= Your goal =
Only the lines from the one containing "of the foreground" through the final line of the material below should be output, exactly as they stand.

╭──

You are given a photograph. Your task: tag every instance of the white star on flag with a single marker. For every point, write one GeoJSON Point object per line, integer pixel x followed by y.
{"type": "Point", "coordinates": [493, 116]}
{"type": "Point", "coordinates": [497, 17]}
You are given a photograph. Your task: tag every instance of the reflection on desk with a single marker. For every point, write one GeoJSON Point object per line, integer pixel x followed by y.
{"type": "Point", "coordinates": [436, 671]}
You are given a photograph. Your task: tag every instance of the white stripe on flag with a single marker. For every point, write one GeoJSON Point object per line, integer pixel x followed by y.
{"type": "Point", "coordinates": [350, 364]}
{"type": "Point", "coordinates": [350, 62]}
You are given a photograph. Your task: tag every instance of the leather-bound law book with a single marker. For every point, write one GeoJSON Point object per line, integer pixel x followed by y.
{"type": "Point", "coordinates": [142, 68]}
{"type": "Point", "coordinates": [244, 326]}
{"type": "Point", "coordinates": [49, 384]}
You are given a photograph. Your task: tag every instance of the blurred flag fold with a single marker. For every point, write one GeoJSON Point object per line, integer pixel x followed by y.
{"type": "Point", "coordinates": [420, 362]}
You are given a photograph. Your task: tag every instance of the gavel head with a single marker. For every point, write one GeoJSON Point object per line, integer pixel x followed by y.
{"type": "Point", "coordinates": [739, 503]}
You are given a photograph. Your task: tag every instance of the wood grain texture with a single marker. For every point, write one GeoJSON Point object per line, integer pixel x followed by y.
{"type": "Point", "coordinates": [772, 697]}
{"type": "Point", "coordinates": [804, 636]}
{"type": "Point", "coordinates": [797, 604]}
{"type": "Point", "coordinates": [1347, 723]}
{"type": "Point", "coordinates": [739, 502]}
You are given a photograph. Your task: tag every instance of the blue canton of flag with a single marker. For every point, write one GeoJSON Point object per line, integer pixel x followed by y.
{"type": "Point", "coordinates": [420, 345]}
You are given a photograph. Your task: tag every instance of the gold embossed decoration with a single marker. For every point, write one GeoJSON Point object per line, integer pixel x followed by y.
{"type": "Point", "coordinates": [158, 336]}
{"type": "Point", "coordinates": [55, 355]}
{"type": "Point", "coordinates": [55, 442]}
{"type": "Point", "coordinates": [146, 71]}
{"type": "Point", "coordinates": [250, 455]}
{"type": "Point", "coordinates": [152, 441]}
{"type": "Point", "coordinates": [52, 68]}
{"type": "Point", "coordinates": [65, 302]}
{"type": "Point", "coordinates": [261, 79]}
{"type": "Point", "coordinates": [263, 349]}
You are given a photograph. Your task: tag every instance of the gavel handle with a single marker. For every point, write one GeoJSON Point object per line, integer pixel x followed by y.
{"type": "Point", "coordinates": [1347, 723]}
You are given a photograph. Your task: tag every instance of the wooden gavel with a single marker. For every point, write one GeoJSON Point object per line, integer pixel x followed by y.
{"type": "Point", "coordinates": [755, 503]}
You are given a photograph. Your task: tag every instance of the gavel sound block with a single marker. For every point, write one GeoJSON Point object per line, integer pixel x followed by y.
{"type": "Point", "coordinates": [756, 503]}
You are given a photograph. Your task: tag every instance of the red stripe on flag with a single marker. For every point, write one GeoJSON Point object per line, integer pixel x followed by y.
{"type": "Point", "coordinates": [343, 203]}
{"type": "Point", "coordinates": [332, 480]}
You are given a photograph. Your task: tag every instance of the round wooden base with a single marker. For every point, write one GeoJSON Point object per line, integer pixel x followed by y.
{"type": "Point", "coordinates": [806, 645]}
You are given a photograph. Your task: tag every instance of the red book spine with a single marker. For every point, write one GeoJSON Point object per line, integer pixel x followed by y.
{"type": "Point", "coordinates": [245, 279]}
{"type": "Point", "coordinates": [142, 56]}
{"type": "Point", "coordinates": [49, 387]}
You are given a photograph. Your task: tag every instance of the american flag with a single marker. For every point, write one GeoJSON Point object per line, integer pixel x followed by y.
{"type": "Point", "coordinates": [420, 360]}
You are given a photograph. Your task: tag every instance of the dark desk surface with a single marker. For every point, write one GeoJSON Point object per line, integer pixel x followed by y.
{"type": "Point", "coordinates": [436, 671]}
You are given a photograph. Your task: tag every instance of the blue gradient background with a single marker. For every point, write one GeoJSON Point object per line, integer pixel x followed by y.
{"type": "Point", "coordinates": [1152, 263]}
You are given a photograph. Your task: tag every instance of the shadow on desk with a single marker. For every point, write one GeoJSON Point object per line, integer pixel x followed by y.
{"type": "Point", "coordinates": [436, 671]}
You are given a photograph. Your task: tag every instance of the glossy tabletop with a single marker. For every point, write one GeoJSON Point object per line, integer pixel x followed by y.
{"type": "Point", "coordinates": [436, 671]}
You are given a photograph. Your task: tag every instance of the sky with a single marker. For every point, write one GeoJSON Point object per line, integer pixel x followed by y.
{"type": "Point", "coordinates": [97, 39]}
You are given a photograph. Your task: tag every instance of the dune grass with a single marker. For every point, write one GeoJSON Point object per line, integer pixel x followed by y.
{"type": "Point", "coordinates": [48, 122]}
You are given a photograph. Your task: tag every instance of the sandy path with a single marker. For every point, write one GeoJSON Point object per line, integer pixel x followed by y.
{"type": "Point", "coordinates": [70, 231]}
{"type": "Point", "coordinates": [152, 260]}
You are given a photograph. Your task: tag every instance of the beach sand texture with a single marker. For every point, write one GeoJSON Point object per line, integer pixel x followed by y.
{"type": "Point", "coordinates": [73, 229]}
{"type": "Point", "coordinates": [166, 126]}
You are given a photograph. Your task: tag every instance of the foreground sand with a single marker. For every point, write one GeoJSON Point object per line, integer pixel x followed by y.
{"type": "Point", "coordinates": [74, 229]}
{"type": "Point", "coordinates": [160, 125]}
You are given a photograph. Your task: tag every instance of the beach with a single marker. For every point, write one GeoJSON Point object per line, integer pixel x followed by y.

╰──

= Problem solution =
You are given a photograph. Your task: tag every instance of the foreground sand with a single marker. For every point, write one GeoJSON Point object per line, integer pixel x followed by y.
{"type": "Point", "coordinates": [74, 229]}
{"type": "Point", "coordinates": [160, 125]}
You are given a photograph. Your task: tag every instance of the beach with a single marker. For every point, write one GeoJSON Point object per line, integer pixel x followed by y.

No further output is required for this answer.